**Requirements**
Count the lines in the material that contain the string "crest" and reply with that number alone.

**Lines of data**
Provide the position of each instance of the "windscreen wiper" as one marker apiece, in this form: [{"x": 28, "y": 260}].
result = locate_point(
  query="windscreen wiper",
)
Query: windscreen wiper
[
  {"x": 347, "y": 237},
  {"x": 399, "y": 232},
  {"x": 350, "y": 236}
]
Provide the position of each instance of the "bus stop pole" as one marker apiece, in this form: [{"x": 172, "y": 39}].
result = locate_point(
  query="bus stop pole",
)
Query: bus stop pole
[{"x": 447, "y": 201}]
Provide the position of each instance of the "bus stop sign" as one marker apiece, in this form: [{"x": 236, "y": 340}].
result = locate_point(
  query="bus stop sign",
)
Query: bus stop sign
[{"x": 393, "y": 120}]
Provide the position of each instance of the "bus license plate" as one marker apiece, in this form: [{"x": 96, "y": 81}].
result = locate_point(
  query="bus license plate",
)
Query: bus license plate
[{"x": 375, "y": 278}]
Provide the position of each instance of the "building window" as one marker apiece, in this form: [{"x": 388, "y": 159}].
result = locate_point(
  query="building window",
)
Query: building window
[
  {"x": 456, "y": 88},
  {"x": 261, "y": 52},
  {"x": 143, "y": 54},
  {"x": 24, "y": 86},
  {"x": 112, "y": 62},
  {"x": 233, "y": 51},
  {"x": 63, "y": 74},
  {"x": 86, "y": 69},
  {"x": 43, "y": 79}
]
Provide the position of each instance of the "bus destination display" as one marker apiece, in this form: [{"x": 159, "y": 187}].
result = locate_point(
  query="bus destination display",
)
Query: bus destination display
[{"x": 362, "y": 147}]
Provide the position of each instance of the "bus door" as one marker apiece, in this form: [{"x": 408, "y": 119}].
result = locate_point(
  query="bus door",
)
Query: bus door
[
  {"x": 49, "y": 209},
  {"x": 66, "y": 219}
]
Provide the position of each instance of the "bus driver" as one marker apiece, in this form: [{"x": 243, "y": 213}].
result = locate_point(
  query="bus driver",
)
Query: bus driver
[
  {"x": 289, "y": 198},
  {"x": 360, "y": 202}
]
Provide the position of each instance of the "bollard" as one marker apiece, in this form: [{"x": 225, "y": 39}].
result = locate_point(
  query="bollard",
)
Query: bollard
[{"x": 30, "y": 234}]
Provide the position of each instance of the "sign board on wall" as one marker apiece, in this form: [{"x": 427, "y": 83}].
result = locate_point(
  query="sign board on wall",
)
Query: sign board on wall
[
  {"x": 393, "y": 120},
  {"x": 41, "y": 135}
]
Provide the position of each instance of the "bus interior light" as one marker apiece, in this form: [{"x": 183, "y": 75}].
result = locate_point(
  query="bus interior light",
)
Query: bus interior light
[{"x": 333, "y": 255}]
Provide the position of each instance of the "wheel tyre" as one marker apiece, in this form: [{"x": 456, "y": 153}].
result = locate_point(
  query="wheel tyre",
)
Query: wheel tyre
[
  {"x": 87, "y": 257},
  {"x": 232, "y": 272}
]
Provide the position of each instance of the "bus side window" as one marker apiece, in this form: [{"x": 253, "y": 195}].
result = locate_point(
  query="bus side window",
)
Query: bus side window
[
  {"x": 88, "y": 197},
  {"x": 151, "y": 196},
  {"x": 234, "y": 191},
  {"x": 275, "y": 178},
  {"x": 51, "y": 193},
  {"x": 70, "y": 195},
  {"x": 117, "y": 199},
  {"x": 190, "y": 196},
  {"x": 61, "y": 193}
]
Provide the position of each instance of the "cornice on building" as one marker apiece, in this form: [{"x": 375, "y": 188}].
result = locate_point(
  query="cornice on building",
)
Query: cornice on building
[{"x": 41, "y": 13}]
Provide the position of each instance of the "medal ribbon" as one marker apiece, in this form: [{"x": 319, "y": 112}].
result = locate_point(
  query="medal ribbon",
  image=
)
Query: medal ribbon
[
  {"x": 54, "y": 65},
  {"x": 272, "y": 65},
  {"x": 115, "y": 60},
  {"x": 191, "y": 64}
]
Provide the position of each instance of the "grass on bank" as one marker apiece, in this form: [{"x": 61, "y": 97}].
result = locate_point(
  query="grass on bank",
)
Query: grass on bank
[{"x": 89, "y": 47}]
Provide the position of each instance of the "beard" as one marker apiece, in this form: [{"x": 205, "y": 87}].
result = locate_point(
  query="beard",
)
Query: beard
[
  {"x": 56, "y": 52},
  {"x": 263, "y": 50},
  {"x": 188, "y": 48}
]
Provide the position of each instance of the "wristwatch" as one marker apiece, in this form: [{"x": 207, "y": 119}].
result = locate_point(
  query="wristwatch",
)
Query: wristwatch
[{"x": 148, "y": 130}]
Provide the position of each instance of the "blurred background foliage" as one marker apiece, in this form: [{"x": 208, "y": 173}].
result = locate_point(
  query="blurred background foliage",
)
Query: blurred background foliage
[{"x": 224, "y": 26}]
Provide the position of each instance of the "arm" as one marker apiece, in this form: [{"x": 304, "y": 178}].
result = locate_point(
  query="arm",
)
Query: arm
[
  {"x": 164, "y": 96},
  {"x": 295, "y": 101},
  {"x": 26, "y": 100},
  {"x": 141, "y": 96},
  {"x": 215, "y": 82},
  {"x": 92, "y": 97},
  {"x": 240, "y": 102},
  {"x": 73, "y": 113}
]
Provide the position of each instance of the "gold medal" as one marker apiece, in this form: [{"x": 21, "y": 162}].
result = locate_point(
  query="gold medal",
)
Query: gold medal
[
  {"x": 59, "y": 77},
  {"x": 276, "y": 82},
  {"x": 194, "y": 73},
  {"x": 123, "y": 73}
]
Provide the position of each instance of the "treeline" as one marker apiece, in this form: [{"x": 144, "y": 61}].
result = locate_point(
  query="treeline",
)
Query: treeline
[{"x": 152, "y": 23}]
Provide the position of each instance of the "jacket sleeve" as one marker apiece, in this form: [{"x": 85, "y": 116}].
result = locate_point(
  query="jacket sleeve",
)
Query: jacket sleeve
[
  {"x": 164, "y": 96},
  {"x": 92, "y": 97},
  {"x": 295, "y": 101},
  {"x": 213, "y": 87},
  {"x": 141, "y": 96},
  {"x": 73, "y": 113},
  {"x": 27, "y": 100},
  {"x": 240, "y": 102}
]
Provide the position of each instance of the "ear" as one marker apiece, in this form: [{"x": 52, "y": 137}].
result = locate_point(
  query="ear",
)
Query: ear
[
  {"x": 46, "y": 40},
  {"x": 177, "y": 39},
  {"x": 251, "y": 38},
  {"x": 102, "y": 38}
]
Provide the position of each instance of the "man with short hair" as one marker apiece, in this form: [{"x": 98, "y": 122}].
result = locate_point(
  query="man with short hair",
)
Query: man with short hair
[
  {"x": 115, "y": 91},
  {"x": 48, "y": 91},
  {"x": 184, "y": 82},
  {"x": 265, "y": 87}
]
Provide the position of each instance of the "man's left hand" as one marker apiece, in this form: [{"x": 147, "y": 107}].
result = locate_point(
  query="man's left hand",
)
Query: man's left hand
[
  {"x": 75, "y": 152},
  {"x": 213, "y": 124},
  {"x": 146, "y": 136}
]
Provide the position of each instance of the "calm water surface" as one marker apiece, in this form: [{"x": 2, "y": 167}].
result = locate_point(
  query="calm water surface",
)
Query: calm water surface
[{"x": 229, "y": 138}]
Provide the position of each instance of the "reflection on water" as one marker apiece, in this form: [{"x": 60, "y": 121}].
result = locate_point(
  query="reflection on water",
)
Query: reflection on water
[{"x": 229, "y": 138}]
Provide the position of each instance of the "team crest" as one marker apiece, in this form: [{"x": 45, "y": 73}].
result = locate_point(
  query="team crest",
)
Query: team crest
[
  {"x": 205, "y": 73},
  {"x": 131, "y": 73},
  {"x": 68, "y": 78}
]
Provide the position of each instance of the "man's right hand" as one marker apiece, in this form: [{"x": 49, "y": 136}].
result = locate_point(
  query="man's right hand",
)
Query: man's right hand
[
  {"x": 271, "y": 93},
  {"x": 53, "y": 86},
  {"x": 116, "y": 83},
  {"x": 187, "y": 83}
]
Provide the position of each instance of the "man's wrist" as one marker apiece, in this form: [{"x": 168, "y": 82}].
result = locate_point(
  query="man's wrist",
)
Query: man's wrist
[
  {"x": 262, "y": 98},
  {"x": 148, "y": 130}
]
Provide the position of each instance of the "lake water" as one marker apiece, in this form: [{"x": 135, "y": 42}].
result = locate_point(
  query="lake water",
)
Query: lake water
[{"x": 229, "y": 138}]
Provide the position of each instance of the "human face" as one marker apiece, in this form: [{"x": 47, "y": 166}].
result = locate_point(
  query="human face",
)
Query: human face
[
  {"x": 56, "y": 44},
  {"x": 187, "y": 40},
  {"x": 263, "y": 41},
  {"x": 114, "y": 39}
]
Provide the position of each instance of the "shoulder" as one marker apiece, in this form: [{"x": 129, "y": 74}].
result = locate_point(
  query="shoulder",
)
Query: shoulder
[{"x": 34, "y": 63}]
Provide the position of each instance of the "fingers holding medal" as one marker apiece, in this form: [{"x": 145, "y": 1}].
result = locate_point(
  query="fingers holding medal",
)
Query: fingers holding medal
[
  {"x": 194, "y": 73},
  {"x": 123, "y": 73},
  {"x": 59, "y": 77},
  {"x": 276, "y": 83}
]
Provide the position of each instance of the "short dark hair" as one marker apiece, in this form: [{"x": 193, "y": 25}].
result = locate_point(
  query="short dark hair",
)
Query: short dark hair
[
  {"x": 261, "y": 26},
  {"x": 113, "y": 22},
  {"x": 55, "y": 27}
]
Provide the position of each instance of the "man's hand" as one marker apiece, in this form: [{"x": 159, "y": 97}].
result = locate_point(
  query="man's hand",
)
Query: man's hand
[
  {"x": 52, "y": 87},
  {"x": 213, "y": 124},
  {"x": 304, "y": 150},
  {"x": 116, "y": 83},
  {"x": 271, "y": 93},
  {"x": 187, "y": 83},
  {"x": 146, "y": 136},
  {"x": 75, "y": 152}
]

**Task result**
3